**What you are asked to do**
Locate the line that contains "Target: wet rock surface" in the entries below, then repeat it and every following line through the line that contains "In this exercise you will label every instance of the tail", exactly, and no others.
○ ○ ○ ○ ○ ○ ○
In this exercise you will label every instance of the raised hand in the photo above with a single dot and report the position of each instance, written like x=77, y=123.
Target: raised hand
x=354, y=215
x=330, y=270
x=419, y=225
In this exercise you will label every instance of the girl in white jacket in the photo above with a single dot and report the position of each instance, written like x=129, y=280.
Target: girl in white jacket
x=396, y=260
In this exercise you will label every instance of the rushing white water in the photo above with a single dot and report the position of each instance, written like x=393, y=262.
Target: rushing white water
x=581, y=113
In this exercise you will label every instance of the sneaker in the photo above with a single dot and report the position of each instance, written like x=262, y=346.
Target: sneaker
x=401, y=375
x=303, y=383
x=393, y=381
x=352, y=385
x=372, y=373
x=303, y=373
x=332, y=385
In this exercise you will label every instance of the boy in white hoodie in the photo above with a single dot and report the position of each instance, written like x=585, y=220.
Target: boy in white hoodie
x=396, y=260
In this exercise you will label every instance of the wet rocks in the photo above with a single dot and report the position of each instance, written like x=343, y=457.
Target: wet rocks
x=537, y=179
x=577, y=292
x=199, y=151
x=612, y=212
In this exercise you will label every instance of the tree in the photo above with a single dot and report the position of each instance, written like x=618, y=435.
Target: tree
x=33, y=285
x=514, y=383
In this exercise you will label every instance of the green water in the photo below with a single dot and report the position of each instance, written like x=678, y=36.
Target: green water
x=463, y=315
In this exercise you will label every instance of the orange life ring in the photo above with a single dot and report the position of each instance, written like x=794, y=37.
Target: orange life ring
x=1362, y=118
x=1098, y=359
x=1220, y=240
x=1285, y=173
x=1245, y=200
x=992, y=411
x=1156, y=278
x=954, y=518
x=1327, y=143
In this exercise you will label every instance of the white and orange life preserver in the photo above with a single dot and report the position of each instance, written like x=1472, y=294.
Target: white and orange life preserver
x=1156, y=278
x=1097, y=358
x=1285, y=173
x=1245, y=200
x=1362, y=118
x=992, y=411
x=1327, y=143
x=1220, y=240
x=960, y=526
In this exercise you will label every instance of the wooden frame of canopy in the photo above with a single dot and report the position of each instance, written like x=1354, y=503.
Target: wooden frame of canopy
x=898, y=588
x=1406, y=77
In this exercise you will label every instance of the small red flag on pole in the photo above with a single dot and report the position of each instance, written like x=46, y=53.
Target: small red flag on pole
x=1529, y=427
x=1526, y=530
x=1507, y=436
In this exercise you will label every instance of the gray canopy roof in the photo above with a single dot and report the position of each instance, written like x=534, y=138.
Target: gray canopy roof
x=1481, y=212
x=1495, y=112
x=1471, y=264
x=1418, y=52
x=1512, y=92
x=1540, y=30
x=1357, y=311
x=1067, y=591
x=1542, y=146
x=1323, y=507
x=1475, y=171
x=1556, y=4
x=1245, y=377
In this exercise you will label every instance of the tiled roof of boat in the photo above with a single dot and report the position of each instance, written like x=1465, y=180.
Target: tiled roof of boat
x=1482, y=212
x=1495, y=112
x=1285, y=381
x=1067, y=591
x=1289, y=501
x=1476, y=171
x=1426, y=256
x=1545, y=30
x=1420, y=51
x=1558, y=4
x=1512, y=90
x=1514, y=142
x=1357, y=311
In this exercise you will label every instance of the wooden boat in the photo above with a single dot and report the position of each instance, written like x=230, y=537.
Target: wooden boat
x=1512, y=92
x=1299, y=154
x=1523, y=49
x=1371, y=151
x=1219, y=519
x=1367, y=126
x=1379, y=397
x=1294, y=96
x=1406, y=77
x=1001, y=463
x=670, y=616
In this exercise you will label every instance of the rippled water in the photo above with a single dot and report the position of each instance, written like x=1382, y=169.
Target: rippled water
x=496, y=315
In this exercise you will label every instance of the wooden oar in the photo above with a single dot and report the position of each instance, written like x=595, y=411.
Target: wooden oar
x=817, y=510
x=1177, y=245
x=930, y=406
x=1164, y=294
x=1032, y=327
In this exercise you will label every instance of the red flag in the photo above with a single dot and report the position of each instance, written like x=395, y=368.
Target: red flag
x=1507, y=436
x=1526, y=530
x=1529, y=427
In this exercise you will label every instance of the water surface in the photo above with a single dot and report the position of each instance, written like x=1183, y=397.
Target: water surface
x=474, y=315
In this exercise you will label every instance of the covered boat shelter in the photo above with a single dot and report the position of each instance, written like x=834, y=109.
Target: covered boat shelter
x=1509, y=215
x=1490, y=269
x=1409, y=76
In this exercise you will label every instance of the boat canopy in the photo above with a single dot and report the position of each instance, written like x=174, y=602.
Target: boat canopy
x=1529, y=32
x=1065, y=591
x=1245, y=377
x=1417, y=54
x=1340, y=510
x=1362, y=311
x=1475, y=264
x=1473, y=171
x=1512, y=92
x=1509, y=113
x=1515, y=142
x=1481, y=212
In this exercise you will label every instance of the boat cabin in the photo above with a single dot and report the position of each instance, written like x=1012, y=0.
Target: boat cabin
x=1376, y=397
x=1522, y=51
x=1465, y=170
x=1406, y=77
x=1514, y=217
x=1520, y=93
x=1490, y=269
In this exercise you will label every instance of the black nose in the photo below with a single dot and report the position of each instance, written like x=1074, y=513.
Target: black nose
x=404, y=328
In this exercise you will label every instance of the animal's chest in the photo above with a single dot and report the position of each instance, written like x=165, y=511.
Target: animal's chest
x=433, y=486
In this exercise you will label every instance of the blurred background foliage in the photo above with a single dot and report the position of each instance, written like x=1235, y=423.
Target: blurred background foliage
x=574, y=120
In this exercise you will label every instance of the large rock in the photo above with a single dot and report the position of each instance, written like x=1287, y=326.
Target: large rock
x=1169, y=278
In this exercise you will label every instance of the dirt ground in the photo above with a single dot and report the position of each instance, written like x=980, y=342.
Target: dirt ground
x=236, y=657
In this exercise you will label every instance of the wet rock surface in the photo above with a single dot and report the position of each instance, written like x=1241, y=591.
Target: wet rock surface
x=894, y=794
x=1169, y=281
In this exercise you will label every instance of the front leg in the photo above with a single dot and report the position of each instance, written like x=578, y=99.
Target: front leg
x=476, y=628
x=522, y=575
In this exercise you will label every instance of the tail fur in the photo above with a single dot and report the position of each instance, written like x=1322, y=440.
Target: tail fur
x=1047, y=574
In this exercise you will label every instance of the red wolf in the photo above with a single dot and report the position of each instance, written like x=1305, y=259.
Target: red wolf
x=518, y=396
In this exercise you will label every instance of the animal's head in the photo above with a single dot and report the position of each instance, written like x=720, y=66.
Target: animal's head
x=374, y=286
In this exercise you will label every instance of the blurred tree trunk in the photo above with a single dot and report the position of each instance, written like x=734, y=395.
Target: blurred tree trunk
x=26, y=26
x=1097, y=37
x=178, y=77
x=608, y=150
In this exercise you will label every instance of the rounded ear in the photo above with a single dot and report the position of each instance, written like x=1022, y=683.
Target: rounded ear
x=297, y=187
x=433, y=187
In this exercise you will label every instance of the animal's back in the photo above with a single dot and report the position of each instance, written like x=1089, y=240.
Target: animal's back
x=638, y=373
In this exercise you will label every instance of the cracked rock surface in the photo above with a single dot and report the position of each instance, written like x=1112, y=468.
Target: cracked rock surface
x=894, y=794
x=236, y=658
○ ○ ○ ○ ○ ○ ○
**Exercise response**
Target: wet rock surface
x=894, y=794
x=1169, y=281
In this exercise you will label every instance of the front leg in the photo above with a single dot and report the position of each instance, written like x=578, y=99.
Target: front leg
x=476, y=628
x=522, y=575
In this exercise you will label every instance of the tail fur in the photo above with a single dot and report the position of each instance, written like x=1322, y=440.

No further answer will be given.